:: SOURCE RECORDS ::
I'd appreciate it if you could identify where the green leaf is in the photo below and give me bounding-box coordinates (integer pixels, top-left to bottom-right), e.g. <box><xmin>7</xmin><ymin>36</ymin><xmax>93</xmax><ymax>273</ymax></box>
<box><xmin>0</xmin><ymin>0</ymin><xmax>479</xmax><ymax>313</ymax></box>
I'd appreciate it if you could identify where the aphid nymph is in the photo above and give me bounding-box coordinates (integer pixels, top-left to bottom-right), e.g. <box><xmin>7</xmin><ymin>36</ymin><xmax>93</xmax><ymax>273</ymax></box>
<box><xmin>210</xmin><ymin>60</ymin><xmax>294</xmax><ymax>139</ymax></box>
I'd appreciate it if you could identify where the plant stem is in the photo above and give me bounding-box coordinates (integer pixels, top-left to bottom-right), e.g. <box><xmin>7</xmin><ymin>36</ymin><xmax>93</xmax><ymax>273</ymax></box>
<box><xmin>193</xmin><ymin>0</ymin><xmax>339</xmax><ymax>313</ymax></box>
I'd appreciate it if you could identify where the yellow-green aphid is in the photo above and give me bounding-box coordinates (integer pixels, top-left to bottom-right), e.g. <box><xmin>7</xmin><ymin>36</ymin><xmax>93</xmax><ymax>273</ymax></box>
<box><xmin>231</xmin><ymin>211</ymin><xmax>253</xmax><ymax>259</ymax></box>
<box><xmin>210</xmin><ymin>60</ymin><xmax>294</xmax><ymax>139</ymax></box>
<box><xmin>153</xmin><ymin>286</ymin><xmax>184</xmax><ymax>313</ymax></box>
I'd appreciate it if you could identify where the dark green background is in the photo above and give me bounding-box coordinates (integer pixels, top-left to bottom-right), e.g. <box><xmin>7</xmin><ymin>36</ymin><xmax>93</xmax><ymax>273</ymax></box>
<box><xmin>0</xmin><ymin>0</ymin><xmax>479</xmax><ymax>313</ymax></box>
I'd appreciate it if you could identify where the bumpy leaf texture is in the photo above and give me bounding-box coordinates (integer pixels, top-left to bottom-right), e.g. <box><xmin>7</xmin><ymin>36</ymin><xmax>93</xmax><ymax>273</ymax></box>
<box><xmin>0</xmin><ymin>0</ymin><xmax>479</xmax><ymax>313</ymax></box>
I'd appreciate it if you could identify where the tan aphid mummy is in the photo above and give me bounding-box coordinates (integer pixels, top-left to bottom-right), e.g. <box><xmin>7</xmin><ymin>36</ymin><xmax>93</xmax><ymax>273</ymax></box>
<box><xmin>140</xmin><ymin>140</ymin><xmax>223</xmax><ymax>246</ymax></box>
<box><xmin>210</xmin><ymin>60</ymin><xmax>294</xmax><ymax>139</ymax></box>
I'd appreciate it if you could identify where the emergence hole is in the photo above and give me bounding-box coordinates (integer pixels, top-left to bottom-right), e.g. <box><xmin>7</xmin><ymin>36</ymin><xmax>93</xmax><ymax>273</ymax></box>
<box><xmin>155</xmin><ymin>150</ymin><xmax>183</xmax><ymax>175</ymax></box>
:::
- [TASK]
How many of the lines above contain the word "nymph"? Reply with the number alone.

- [RESULT FOR THIS EXERCISE]
1